◆ **WHAT IS BEING ASKED**: Please output the whole listing below exactly as it is.

▼

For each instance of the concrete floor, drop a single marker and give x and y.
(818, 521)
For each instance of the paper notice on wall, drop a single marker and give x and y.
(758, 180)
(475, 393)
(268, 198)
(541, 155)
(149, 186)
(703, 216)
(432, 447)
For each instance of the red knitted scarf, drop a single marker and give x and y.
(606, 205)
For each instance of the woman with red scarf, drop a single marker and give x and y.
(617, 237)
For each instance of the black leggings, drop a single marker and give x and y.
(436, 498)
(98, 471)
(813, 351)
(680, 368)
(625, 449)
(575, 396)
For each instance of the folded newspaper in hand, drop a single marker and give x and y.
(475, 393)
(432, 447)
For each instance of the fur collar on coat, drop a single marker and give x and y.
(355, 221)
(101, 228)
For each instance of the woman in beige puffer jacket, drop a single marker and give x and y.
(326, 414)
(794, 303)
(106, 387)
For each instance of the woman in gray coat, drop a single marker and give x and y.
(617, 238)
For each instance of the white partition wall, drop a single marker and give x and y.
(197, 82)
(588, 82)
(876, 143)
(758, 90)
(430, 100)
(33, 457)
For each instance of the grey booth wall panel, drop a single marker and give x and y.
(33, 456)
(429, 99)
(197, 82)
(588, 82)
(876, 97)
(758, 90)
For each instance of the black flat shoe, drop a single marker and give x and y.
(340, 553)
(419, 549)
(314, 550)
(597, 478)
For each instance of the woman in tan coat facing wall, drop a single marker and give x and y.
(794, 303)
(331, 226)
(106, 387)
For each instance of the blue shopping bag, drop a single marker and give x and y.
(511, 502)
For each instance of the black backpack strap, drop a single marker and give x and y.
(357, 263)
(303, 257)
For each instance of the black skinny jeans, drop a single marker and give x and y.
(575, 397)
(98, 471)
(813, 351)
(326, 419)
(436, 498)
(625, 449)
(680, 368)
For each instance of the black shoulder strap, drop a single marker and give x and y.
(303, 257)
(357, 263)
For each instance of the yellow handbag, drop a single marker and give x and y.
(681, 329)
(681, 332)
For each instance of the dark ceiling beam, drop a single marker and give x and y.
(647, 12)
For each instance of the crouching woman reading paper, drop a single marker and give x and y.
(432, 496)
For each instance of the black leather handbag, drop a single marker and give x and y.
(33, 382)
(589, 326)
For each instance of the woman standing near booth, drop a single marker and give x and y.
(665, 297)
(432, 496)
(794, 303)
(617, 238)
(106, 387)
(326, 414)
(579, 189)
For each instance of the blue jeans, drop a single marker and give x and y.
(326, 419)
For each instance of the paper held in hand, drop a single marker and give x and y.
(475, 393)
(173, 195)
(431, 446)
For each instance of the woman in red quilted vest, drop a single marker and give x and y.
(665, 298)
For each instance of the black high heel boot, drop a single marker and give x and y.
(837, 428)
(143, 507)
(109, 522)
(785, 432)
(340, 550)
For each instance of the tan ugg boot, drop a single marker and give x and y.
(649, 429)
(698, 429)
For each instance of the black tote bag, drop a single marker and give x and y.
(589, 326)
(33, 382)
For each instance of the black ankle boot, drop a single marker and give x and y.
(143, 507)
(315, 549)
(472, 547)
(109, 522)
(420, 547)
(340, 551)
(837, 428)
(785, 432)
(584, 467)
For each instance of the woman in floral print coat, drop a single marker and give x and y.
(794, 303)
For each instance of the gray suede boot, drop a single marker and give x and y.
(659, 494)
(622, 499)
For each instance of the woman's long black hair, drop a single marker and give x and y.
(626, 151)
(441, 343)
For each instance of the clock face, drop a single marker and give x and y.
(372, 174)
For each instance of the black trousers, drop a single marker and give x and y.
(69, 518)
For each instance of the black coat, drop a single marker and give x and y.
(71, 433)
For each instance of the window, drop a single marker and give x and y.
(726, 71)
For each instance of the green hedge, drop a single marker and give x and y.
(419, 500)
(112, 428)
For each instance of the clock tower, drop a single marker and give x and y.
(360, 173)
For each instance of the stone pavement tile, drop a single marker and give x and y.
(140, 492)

▲

◆ **ANSWER SECTION**:
For each instance of the concrete floor, drop a single marker and give x and y.
(818, 521)
For each instance of the paper notice on wall, drop a single marker and give x and y.
(758, 180)
(475, 393)
(268, 198)
(541, 155)
(149, 186)
(703, 216)
(432, 447)
For each instance of the red knitted scarf, drop a single marker and give x and y.
(606, 205)
For each instance of the woman with red scarf, drop a single marker and give x and y.
(617, 237)
For each instance of the black leggings, drop a single marker and give x and y.
(436, 498)
(98, 471)
(813, 351)
(680, 368)
(625, 449)
(575, 396)
For each instance of the folded newspaper in hand, drop a single marker and give x and y.
(475, 393)
(432, 447)
For each instance of the fur collar on coat, drop a single marker and give x and y.
(355, 221)
(101, 228)
For each instance of the woman in beige puffer jacket, drop a single marker and give x and y.
(326, 414)
(794, 303)
(106, 387)
For each instance of the woman in gray coat, drop a single marker and give x and y.
(617, 238)
For each instance of the white partition wall, drop a single marker and give x and y.
(197, 82)
(588, 82)
(876, 143)
(758, 90)
(430, 100)
(33, 457)
For each instance of the grey booth wall panel, drop a single marker and give x and y.
(33, 456)
(429, 99)
(197, 82)
(588, 82)
(876, 97)
(758, 90)
For each instance of the black flat shoe, drop a single marker and give x and y.
(340, 553)
(419, 549)
(314, 550)
(597, 478)
For each instance of the woman in tan coat facing wall, drop a single marker and give x and y.
(794, 303)
(331, 226)
(106, 387)
For each instance of the blue shopping bag, drop a single marker and give x and y.
(511, 502)
For each instance of the black backpack strap, drop a single marker and give x and y.
(357, 263)
(303, 257)
For each instance of the black skinny jeans, drop a single marker and give x and y.
(575, 397)
(98, 471)
(813, 351)
(326, 419)
(436, 498)
(625, 449)
(680, 368)
For each instance of the black shoulder strap, drop a single marker and give x and y.
(303, 257)
(357, 263)
For each instance of the yellow handbag, drop a single marker and give x and y.
(681, 329)
(681, 332)
For each instance of the dark ceiling beam, drop a single marker and give x and y.
(647, 12)
For each instance of the crouching woman reading paper, drop a single marker and give x and y.
(432, 496)
For each instance of the black leather handbag, drop a single marker and give x and y.
(33, 382)
(589, 326)
For each instance of the woman standing near booth, drop a single marker and give x and y.
(665, 297)
(432, 496)
(794, 303)
(617, 238)
(106, 387)
(326, 414)
(579, 189)
For each instance of the blue jeans, drop a single marker and give x and y.
(326, 419)
For each instance of the paper held in hand, drop a single marker and give x and y.
(475, 393)
(173, 195)
(431, 446)
For each instance of the woman in red quilted vest, drop a single marker and give x and y.
(665, 298)
For each instance of the black high heel boot, drop a single marker and give x and y.
(837, 428)
(143, 507)
(109, 522)
(785, 432)
(340, 550)
For each instance of the tan ugg boot, drop a single marker and give x and y.
(649, 429)
(698, 429)
For each instance of the black tote bag, drop a single marker and give x and y.
(589, 326)
(33, 382)
For each instance of the black ankle boot, drop a single marker and give x and y.
(143, 507)
(315, 549)
(472, 547)
(109, 522)
(420, 547)
(340, 551)
(837, 428)
(785, 432)
(584, 467)
For each instance of the woman in floral print coat, drop a single marker and give x and y.
(794, 303)
For each instance of the gray suede boot, drop a single marker and give x and y.
(659, 494)
(622, 499)
For each instance of the woman's long black hair, drop a single marker and give x and y.
(626, 151)
(441, 343)
For each instance of the clock face, drop a single marker and give x and y.
(372, 174)
For each instance of the black trousers, drop a single marker and give x and y.
(69, 518)
For each instance of the black coat, drop a single marker and give x and y.
(71, 433)
For each instance of the window, drop a single marker and give x and y.
(726, 71)
For each instance of the green hedge, drop a single marker and give x and y.
(419, 500)
(112, 428)
For each instance of the clock tower, drop a single marker and give x and y.
(360, 173)
For each instance of the stone pavement tile, drop a single marker and give x and y.
(140, 492)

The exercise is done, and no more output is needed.